---- Material to process
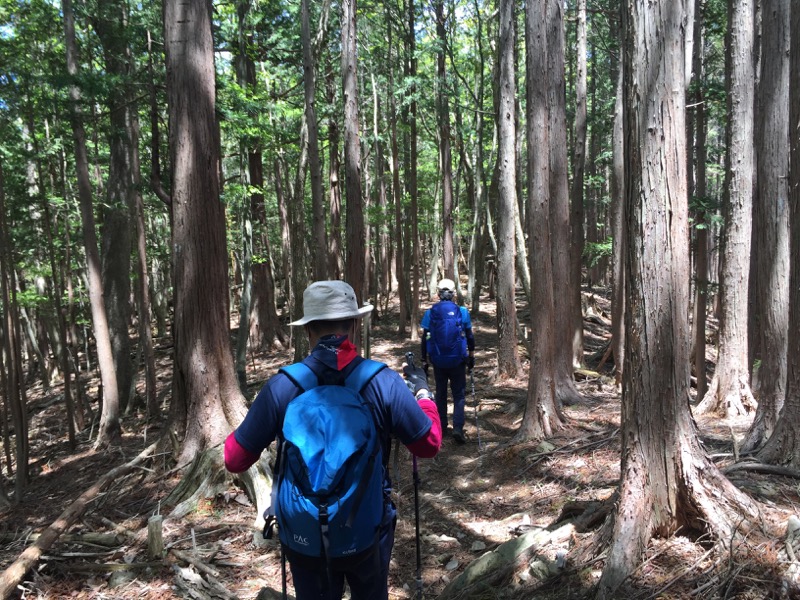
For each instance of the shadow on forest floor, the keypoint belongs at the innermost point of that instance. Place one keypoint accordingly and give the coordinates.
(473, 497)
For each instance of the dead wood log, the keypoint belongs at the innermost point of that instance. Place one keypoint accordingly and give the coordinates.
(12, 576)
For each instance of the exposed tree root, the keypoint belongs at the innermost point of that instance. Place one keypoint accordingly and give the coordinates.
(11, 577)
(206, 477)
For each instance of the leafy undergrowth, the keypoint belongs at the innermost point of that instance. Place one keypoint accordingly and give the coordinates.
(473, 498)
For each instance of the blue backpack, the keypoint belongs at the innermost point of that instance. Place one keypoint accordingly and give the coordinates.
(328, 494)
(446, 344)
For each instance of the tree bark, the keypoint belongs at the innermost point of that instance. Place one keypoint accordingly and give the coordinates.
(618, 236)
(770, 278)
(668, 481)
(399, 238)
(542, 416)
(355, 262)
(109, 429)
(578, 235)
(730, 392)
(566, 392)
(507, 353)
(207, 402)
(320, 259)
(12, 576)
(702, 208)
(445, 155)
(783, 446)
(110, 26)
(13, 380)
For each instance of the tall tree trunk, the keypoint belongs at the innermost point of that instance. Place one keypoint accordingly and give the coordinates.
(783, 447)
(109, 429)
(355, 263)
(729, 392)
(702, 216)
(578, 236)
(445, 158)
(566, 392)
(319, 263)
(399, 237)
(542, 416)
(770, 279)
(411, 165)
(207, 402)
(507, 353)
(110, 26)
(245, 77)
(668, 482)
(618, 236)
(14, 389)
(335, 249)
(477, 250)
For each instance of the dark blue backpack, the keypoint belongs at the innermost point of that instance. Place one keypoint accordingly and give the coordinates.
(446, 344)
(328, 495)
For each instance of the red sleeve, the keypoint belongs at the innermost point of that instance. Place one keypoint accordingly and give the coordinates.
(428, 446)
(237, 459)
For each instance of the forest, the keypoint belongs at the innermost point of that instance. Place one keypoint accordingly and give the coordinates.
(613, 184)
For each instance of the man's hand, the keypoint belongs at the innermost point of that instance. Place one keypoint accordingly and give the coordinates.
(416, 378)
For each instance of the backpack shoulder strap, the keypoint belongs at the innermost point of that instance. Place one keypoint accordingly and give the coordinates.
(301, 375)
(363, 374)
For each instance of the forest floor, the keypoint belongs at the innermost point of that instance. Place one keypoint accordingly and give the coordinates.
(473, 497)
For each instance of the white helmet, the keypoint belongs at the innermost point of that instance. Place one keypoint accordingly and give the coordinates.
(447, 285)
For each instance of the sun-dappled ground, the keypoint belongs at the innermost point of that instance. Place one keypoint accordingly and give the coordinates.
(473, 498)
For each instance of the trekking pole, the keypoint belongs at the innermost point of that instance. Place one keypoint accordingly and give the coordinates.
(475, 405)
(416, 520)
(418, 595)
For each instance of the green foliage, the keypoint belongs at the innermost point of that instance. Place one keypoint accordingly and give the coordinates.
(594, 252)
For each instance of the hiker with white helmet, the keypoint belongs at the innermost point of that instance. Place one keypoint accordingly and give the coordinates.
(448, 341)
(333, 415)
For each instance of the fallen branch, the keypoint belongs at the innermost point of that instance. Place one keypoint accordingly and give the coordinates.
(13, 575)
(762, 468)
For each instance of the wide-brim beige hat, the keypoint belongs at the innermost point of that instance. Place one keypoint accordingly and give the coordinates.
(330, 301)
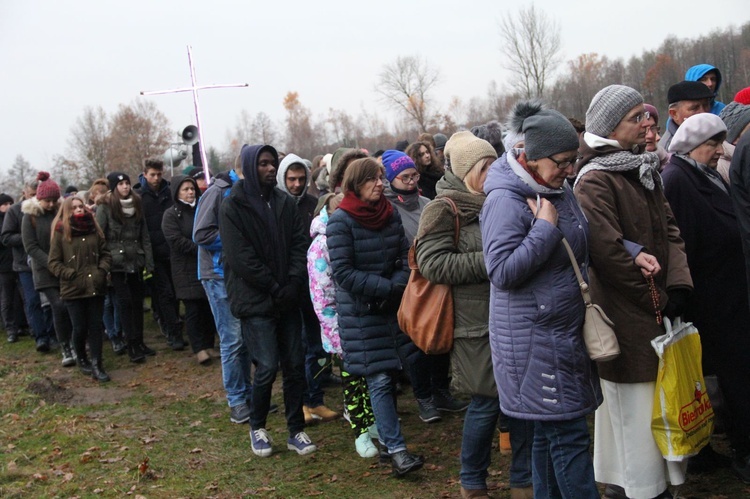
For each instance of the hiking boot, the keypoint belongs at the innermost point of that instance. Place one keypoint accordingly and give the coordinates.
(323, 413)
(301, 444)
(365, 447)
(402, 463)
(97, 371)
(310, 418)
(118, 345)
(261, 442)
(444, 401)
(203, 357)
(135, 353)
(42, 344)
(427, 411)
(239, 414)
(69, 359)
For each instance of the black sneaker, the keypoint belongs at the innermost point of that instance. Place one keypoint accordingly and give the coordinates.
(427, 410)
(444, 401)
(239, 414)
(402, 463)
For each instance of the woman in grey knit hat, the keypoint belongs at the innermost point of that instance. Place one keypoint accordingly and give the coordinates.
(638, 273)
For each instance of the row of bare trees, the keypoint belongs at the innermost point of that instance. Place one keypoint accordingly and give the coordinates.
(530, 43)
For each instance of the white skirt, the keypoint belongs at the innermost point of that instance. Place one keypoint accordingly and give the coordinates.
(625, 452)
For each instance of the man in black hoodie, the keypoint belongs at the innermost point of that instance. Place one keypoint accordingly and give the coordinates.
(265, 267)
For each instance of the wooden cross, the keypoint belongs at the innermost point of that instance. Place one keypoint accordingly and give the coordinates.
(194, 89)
--------
---- Material to process
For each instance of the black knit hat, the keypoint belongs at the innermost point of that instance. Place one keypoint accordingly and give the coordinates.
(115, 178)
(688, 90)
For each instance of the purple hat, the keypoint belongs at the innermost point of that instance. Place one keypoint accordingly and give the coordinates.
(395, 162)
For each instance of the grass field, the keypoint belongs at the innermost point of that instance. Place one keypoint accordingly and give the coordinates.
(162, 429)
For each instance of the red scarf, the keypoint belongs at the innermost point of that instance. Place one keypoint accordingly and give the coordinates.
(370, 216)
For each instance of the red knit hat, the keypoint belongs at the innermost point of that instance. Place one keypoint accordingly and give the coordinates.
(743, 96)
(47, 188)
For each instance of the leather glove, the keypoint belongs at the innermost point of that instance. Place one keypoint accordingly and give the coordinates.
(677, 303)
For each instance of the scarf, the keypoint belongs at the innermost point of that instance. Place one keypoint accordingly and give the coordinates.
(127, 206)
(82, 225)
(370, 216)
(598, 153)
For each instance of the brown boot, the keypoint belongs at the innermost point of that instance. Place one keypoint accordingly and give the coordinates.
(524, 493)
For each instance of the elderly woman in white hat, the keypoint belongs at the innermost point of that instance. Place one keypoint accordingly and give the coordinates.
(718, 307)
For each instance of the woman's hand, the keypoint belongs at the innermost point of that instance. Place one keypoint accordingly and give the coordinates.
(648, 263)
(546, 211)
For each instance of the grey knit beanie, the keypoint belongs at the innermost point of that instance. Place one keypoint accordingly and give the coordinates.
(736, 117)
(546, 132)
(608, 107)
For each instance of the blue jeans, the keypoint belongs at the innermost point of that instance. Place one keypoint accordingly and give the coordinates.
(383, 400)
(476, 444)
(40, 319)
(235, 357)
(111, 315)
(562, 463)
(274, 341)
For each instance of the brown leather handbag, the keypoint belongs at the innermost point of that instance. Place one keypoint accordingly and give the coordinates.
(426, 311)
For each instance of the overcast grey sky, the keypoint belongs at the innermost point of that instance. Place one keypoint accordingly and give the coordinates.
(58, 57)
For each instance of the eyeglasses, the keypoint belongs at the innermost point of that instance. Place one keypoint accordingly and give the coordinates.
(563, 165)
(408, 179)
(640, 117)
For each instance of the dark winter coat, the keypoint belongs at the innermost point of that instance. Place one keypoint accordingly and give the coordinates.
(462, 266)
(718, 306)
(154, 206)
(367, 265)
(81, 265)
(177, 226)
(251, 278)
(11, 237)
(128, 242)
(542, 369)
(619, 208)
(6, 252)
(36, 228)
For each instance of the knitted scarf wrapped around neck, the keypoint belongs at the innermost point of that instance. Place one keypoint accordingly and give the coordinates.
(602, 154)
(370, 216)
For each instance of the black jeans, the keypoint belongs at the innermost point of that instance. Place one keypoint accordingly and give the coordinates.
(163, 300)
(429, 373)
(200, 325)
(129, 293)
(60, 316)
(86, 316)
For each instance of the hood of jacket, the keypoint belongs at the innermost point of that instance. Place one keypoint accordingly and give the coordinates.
--------
■ Your task
A word-for-word copy of the lines above from the one with "For each instance of the black jeans, the" through the one with "For each instance of the hood", inclusive, is the only output wanted.

■ Output of the task
For each instance of the black jeans, the keypoint belongs at the innermost point of that instance. Place one keypoint accordingly and give the coordinates.
(163, 300)
(429, 373)
(200, 325)
(129, 293)
(60, 316)
(86, 316)
For each instance of the hood of jacket, the keypoint belongs at the innermost point of that instance. Place one keypoint accordingly and give the coordinates.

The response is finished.